**Texto extraído:**
--------------------------------------------------

Lo que sí es inusual para mí es dar la bienvenida a esos niños en un sitio que recorrí siendo niña, un sitio que me vio crecer y que yo he visto crecer. Un sitio bello de belleza real, de esa belleza de la que están hechos los sueños y los recuerdos. Me refiero, por supuesto, a mis recuerdos. Yo corrí por esa explanada e hice travesuras -al igual que muchos de esos niños de hoy- en esa esquina, y en esa otra de allá, cerca de los árboles. Y sí ¡no se pongan así!, yo también fui niña y ese espacio también fue mío, aunque, a decir verdad, creo que sigue siendo mío.

Me refiero al Museo Virreinal de Zinacantepec, ése que fue el Museo de mi infancia. Yo crecí entre Zinacantepec y Almoloya de Juárez, entre sus quioscos, sus iglesias, sus mercados con olor a cecina y fruta fresca, con sus fiestas, sus tradiciones, sus calles, el señor de los globos, la señora de los helados, su gente, mi gente.

- ¿Cuál es el museo de tu infancia?

- ¿Te gustaban las fiestas de tu lugar de origen?

- ¿Recuerdas las calles que recorrías, te acuerdas de tu escuela?

--------------------------------------------------

**Información extraída:**
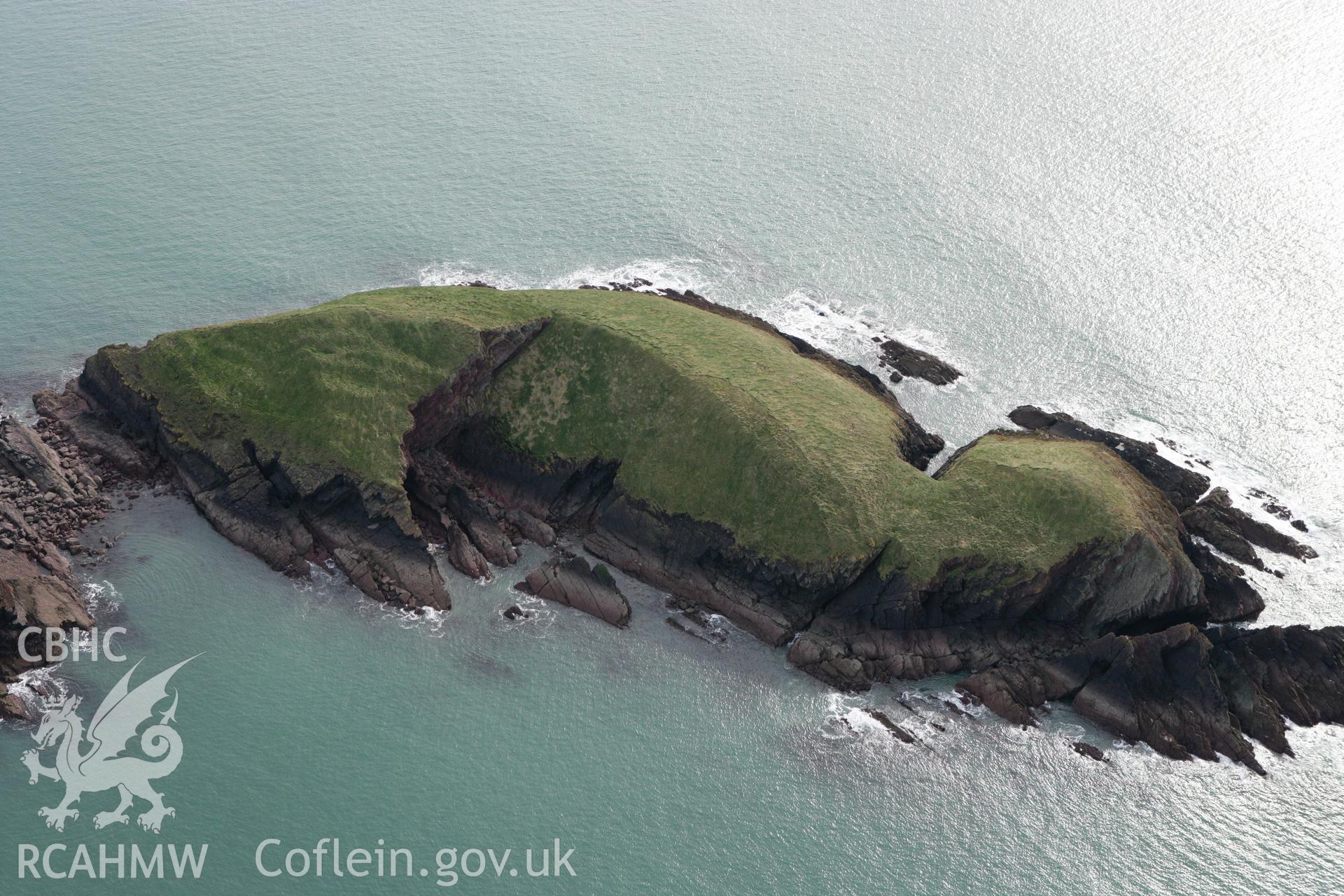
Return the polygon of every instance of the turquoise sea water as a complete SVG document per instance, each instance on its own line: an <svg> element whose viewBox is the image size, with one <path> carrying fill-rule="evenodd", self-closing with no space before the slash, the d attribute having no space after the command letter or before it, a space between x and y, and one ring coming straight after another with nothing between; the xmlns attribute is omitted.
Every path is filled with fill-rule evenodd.
<svg viewBox="0 0 1344 896"><path fill-rule="evenodd" d="M1257 578L1263 622L1344 623L1335 4L5 0L0 34L12 410L105 343L362 287L648 275L853 360L874 332L945 355L962 383L899 395L953 445L1021 402L1171 438L1310 524L1322 557ZM453 888L493 892L1328 893L1344 870L1341 729L1262 751L1267 779L1103 767L1067 711L954 719L939 680L909 685L925 747L900 747L835 716L903 717L905 688L840 700L637 586L628 631L503 623L540 555L413 622L172 497L108 527L99 621L148 670L204 652L175 680L177 815L94 832L90 795L50 832L59 789L0 728L4 893L59 888L16 877L50 842L210 844L208 893L434 888L253 868L323 837L430 870L441 846L575 849L573 879ZM95 704L124 670L56 674Z"/></svg>

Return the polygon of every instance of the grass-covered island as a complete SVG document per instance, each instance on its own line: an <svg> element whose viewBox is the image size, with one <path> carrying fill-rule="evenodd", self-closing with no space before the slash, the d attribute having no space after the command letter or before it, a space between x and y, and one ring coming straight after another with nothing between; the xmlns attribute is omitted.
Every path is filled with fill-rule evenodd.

--------------------------------------------------

Vuelve a copiar el fragmento del texto sobre el Museo Virreinal de Zinacantepec que va desde "Me refiero al" hasta "de tu infancia?", con ambos incluidos.

Me refiero al Museo Virreinal de Zinacantepec, ése que fue el Museo de mi infancia. Yo crecí entre Zinacantepec y Almoloya de Juárez, entre sus quioscos, sus iglesias, sus mercados con olor a cecina y fruta fresca, con sus fiestas, sus tradiciones, sus calles, el señor de los globos, la señora de los helados, su gente, mi gente.

- ¿Cuál es el museo de tu infancia?